▶ [Challenge]
Copy out the coming-out essay below word for word, in full.

Then I fell in love. It was unpredictable and wholly unexpected. It wasn't, however, your typical boy meets girl, boy holds girl's hand, boy and girl have sex and become a statistic in California's tally of underage pregnancies. I fell in love with a woman. What I had internalized as preteen anxiety led to an implosion of truth. I am gay. And I am the gay daughter of an ultraconservative mother and stepfather, the gay daughter of a former Marine, the gay granddaughter of a community dignitary. All hell had broken loose.

I was sent to live with my grandmother, no longer welcome behind the facade of security known as "home." But even after hours of counseling meant to "cure" me, I remained the person who I will continue to be. Life as I knew it had changed, yet I was still the same. Now my mother hopscotches between acceptance and warnings of eternal damnation. One morning she wakes up and cheerily butters my toast, and that afternoon she anxiously curses and crosses herself in my presence until she's dizzy. Ultimately, I hope to walk away with the comfort of family still intact and the assurance that I am still who I was before coming out, a neurotic overachiever who believes that Stevie Nicks is her fairy godmother.

▶ [Supplied records]
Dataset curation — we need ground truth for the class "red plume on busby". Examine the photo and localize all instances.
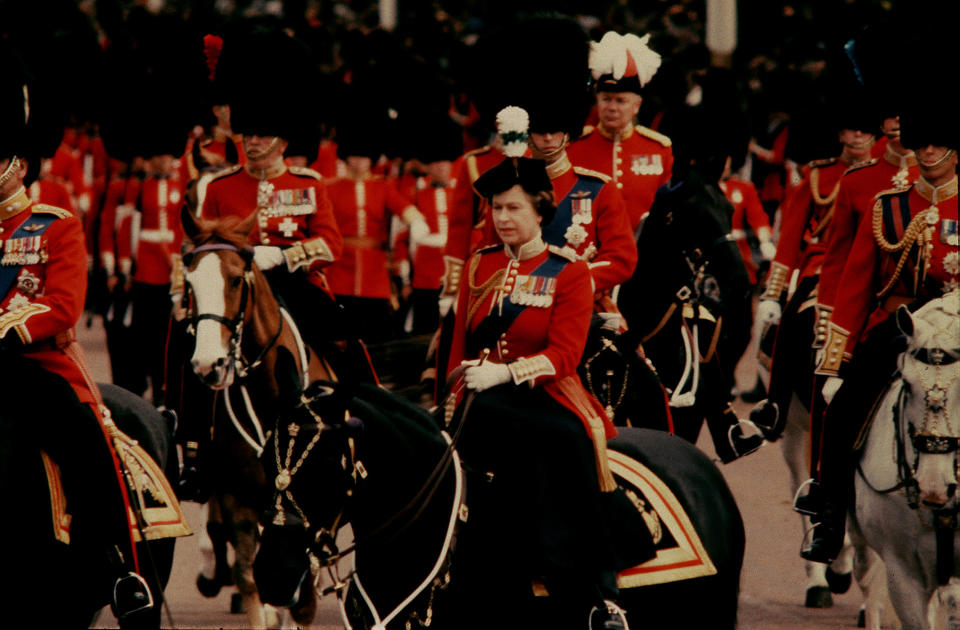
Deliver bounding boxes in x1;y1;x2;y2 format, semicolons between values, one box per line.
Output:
203;33;223;81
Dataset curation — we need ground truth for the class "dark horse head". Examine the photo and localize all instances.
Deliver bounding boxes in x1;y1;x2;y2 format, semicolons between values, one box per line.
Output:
254;353;456;622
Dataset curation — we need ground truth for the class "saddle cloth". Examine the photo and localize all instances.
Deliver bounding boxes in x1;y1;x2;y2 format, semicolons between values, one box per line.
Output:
607;449;717;588
41;429;193;544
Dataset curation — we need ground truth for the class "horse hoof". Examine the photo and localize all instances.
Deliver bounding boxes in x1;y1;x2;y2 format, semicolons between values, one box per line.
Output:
826;567;853;595
803;586;833;608
197;573;220;599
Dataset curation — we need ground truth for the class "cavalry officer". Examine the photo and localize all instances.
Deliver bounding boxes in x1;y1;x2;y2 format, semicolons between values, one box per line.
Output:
750;89;877;436
567;31;673;230
117;141;186;406
393;121;463;335
801;97;960;562
328;100;431;343
449;154;651;628
0;55;153;623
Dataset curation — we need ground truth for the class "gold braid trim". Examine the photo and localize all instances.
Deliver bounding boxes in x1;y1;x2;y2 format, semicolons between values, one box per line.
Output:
810;168;843;206
467;256;506;326
873;196;929;298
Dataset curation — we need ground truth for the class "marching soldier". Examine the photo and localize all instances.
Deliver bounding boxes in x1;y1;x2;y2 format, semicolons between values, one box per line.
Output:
568;31;673;230
0;43;153;623
751;89;877;436
801;90;960;562
328;95;430;343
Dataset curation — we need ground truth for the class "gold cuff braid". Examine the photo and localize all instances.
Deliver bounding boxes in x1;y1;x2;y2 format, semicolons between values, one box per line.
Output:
507;354;557;387
760;262;790;300
283;236;333;271
440;256;463;296
813;322;850;376
812;303;833;348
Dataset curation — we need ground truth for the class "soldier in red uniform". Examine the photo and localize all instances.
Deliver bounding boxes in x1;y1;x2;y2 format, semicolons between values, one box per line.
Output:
328;96;431;343
568;32;673;230
117;141;186;406
751;89;878;436
450;153;650;628
0;45;153;623
801;94;960;562
393;122;463;335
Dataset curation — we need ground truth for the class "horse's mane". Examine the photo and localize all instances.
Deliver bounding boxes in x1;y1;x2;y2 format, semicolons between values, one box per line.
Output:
190;216;249;249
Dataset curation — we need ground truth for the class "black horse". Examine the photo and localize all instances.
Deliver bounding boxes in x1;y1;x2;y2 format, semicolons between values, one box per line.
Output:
254;350;744;628
0;354;179;628
618;163;752;460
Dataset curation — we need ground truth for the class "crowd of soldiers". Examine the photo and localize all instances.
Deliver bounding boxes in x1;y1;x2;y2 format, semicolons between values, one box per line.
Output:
4;2;958;624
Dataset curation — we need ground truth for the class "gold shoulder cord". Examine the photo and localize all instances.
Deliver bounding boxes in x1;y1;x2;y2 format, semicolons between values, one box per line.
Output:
873;199;927;298
467;256;506;326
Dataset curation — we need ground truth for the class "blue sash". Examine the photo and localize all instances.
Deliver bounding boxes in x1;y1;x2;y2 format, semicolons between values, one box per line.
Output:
466;254;569;357
0;214;57;300
543;175;604;247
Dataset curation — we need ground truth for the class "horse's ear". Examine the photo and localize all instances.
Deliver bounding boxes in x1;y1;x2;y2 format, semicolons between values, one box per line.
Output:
897;304;913;337
273;346;301;408
180;204;200;241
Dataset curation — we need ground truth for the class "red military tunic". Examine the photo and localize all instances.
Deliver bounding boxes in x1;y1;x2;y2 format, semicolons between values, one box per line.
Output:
817;147;918;309
394;177;456;290
720;177;770;284
448;239;616;439
198;161;343;288
327;175;420;299
768;158;850;288
0;188;99;410
567;125;673;231
117;166;185;284
818;176;960;374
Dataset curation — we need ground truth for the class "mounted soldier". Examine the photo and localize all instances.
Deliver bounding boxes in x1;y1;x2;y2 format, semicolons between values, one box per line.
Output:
0;43;154;621
801;86;960;562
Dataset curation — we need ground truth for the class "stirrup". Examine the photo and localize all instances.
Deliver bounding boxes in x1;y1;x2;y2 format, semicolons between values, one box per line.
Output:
793;478;823;519
110;571;153;620
589;599;630;630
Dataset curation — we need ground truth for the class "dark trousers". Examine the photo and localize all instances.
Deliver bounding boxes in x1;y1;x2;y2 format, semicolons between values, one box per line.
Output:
130;282;171;405
820;316;907;518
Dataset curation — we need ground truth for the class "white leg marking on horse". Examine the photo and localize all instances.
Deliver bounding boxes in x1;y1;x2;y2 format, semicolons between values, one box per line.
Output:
186;255;229;385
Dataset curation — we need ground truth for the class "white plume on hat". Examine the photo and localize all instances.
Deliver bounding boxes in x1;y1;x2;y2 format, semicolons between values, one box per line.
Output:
590;31;660;87
497;105;530;157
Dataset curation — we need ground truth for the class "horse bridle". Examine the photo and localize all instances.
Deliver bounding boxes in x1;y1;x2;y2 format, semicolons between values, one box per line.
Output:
183;243;283;378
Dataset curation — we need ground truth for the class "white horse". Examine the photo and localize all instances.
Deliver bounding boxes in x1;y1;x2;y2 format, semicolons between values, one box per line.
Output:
780;394;895;630
855;291;960;630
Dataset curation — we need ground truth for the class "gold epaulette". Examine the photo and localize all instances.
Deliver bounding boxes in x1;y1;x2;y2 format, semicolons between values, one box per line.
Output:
547;245;580;262
636;125;673;147
30;203;73;219
573;166;613;184
843;158;880;175
807;157;840;168
287;166;323;181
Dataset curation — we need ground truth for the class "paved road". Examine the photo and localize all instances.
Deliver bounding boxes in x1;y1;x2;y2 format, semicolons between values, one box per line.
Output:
79;322;900;630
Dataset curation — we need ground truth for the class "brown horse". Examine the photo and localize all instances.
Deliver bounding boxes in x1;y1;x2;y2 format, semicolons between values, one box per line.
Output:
173;210;335;628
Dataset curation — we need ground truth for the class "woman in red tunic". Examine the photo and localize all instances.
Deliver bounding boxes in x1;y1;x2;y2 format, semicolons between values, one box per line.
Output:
449;158;651;628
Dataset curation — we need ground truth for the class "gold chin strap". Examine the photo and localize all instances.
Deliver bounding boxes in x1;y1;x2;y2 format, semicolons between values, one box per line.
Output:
0;155;20;188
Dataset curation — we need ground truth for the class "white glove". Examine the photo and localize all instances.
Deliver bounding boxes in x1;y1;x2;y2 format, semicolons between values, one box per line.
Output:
437;295;456;319
820;376;843;405
753;300;782;343
253;245;286;271
460;359;513;392
410;217;430;243
760;241;777;260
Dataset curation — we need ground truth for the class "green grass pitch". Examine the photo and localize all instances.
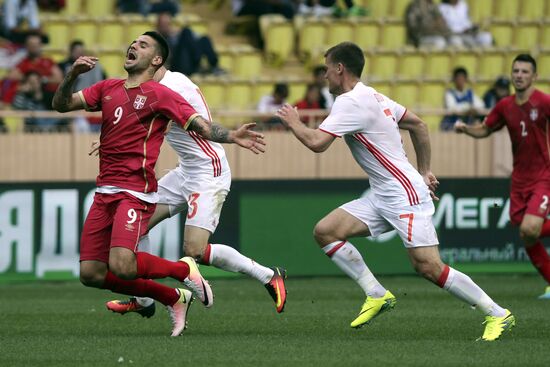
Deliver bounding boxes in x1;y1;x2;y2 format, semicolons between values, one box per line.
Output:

▶ [Exercise response]
Then I fell in love. It was unpredictable and wholly unexpected. It wasn't, however, your typical boy meets girl, boy holds girl's hand, boy and girl have sex and become a statistic in California's tally of underage pregnancies. I fell in love with a woman. What I had internalized as preteen anxiety led to an implosion of truth. I am gay. And I am the gay daughter of an ultraconservative mother and stepfather, the gay daughter of a former Marine, the gay granddaughter of a community dignitary. All hell had broken loose.

I was sent to live with my grandmother, no longer welcome behind the facade of security known as "home." But even after hours of counseling meant to "cure" me, I remained the person who I will continue to be. Life as I knew it had changed, yet I was still the same. Now my mother hopscotches between acceptance and warnings of eternal damnation. One morning she wakes up and cheerily butters my toast, and that afternoon she anxiously curses and crosses herself in my presence until she's dizzy. Ultimately, I hope to walk away with the comfort of family still intact and the assurance that I am still who I was before coming out, a neurotic overachiever who believes that Stevie Nicks is her fairy godmother.